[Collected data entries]
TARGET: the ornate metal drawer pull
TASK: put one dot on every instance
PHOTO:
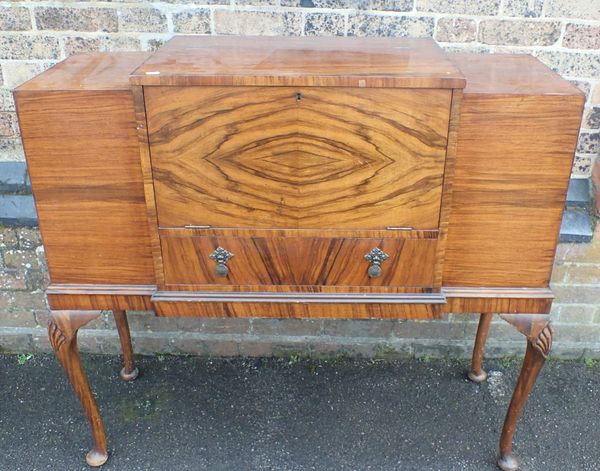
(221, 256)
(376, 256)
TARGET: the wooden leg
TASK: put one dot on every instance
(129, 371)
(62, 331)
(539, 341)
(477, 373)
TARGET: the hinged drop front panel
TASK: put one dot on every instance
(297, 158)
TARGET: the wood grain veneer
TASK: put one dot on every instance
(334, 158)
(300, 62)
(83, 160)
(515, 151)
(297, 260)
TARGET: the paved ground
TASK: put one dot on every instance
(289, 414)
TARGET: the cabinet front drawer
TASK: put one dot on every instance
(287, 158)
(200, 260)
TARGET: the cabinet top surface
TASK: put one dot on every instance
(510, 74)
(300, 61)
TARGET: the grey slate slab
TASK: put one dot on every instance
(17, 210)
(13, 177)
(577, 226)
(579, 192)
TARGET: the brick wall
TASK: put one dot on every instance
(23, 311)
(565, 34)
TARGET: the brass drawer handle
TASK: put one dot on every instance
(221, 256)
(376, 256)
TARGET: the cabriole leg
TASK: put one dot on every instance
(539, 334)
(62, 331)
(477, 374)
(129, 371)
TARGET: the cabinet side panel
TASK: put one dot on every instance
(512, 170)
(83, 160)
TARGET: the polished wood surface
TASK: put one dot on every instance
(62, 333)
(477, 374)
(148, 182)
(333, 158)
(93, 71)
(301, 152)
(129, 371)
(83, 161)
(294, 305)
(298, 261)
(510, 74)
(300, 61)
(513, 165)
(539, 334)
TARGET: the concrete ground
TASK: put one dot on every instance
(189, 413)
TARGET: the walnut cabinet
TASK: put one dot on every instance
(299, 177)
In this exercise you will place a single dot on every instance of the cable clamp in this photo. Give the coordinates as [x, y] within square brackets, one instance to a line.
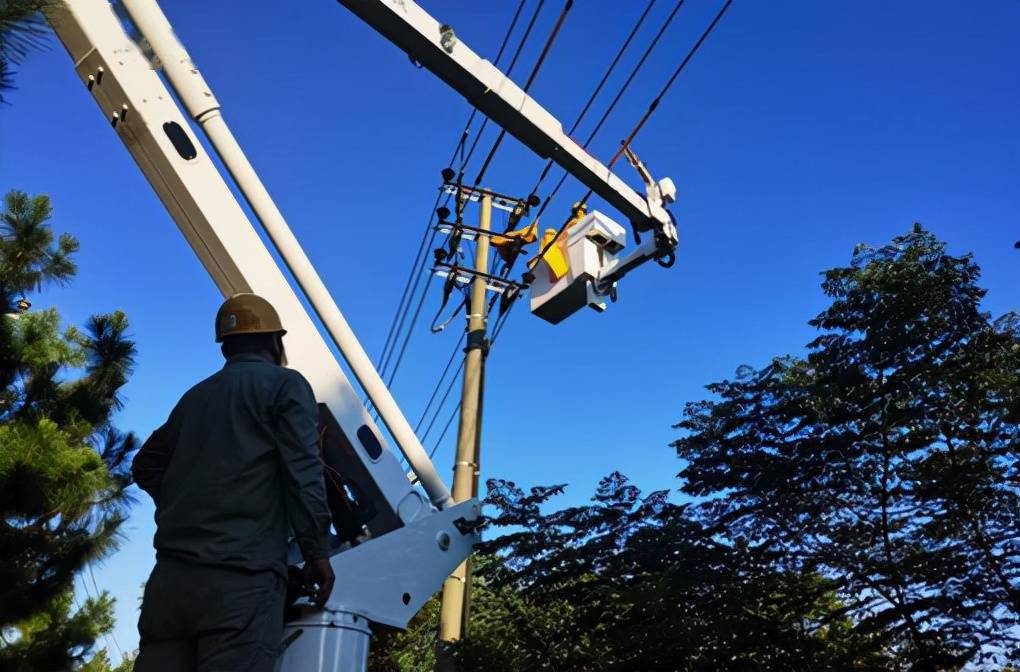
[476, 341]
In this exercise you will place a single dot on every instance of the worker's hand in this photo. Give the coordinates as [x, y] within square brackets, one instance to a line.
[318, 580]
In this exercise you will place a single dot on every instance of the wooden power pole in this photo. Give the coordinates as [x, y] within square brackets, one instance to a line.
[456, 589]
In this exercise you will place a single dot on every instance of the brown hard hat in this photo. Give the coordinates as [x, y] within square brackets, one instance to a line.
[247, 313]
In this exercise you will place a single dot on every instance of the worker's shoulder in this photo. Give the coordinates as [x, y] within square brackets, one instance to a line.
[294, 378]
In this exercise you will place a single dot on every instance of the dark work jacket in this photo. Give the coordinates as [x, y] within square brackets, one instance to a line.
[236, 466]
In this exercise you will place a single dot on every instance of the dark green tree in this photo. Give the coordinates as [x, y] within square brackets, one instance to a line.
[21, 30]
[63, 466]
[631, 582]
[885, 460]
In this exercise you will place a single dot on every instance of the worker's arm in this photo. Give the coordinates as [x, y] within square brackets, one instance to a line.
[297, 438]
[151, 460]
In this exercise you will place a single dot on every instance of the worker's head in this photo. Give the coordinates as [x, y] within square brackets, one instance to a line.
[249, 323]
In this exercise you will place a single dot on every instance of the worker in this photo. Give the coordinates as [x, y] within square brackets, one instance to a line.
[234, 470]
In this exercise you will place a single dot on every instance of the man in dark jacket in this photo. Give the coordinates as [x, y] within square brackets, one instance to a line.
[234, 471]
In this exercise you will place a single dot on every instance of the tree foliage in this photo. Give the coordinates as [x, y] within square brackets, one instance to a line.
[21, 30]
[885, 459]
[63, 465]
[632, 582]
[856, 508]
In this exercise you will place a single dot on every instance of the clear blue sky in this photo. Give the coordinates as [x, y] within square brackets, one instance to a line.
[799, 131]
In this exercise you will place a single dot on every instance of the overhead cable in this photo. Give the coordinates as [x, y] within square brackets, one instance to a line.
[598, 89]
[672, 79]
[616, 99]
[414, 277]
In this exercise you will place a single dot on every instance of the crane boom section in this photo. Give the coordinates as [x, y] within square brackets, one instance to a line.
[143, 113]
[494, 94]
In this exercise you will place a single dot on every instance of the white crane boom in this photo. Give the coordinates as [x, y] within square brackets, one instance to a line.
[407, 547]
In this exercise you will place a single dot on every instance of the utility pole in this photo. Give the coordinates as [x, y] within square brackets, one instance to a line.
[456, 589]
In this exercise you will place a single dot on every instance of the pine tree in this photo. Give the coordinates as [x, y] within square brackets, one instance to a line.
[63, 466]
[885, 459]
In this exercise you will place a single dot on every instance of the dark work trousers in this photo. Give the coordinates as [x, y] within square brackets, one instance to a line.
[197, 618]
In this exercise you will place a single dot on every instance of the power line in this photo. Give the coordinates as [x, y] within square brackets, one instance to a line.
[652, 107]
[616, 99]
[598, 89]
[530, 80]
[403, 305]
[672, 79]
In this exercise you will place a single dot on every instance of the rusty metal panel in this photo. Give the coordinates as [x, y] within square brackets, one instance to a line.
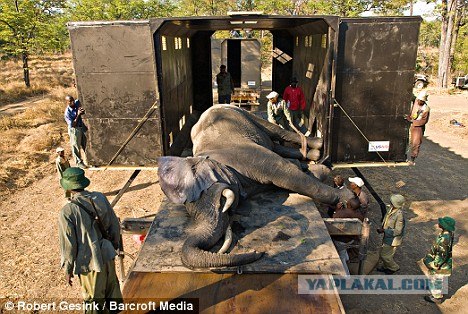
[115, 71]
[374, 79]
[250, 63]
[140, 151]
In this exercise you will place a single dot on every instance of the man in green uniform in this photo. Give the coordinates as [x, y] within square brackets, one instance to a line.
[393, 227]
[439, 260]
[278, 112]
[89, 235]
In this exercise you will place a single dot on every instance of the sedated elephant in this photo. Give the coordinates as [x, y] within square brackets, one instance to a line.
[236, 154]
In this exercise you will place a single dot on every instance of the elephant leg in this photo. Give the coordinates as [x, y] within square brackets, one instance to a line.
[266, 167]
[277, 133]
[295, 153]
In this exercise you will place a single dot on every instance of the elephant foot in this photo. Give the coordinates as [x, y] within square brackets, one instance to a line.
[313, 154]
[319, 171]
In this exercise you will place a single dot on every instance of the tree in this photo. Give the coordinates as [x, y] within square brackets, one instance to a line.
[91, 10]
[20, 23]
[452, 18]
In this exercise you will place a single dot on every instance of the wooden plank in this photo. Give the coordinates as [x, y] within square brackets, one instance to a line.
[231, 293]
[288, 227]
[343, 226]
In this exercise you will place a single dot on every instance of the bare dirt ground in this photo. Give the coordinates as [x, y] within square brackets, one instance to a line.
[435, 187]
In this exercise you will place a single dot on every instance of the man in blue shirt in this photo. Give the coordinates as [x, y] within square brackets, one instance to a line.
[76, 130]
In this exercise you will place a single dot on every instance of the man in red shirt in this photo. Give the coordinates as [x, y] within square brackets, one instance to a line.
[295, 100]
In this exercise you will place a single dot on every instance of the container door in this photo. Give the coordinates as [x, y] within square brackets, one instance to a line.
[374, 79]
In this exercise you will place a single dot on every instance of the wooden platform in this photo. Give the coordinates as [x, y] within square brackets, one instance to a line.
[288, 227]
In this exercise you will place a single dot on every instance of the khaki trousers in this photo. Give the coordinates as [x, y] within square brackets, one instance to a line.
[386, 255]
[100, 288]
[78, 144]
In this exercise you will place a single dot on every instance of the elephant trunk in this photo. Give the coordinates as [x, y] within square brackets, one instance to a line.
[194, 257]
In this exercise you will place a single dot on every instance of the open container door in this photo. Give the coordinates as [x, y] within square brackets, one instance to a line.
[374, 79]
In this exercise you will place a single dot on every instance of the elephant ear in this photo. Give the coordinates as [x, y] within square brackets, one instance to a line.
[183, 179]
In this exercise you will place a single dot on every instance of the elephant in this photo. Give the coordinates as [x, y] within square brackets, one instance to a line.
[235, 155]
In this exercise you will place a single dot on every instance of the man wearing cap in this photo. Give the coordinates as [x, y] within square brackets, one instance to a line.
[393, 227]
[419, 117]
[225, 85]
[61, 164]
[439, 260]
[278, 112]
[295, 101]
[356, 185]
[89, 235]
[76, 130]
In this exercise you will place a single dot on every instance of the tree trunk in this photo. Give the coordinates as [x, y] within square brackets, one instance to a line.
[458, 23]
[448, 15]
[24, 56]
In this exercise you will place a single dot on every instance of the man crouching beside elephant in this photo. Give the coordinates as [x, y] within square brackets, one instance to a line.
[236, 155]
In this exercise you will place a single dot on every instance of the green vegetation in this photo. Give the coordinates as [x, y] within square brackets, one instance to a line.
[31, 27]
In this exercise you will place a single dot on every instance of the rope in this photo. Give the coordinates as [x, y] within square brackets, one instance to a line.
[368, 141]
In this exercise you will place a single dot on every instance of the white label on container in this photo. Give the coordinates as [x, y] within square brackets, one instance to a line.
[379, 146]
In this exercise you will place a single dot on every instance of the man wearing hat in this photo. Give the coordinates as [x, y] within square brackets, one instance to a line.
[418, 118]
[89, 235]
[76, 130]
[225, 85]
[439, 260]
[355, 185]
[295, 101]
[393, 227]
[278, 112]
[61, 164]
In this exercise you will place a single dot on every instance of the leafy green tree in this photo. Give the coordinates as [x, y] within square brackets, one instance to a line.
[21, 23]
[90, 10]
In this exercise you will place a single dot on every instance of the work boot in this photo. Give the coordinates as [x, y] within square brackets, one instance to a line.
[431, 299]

JOB:
Copy the records from the line with "of the leafy" through the end, replacing "work boot" with "safety boot" and keeping everything else the same.

ANSWER:
In this exercise you will place a single dot on every instance of the leafy green tree in this photo. Give the coordinates as [x, y] within square brackets, one instance to a line.
[21, 23]
[90, 10]
In this exercise you will place a single dot on every instance of the safety boot in this photo. Give the coordinates as [x, y] within square brackets, one instance to a line.
[431, 299]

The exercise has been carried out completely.